**Work request**:
Your task is to transcribe, without alteration, the lines from the top of the material below through the line bearing "Target: roasted sweet potato wedge", inclusive.
━━ Provided entries
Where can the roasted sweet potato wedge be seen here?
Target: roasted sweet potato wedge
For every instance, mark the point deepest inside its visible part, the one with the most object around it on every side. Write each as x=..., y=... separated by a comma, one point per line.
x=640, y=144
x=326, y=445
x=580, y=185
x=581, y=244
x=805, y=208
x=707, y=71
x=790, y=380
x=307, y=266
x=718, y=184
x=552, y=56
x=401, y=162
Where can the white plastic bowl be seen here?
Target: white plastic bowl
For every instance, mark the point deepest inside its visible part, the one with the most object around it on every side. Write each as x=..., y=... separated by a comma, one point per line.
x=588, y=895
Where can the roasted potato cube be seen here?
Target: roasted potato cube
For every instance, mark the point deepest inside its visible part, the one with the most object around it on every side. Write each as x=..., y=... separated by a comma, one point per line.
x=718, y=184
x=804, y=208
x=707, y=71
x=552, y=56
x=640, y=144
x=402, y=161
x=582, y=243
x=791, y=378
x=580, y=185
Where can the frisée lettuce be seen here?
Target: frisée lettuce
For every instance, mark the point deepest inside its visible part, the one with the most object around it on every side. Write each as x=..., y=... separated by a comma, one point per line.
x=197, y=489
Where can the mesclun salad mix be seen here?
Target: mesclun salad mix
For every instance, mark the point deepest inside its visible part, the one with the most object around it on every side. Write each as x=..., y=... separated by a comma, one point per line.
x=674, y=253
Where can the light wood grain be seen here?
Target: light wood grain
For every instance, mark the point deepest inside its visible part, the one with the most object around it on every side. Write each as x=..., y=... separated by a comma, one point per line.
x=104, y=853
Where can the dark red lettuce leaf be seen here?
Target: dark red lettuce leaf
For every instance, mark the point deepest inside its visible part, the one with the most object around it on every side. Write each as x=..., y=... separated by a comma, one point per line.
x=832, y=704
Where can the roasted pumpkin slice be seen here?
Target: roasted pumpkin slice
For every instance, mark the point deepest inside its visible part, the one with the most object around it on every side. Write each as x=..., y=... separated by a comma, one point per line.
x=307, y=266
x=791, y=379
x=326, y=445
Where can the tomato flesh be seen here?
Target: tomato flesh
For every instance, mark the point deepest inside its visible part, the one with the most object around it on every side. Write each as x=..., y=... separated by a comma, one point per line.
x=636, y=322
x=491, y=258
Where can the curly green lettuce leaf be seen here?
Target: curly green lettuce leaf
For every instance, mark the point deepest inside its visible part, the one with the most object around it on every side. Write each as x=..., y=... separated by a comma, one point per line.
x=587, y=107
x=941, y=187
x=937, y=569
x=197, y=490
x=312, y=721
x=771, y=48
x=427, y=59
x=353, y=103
━━━━
**Solution**:
Where can the roasted sweet potato wedge be seen here?
Target: roasted sweet potato wedge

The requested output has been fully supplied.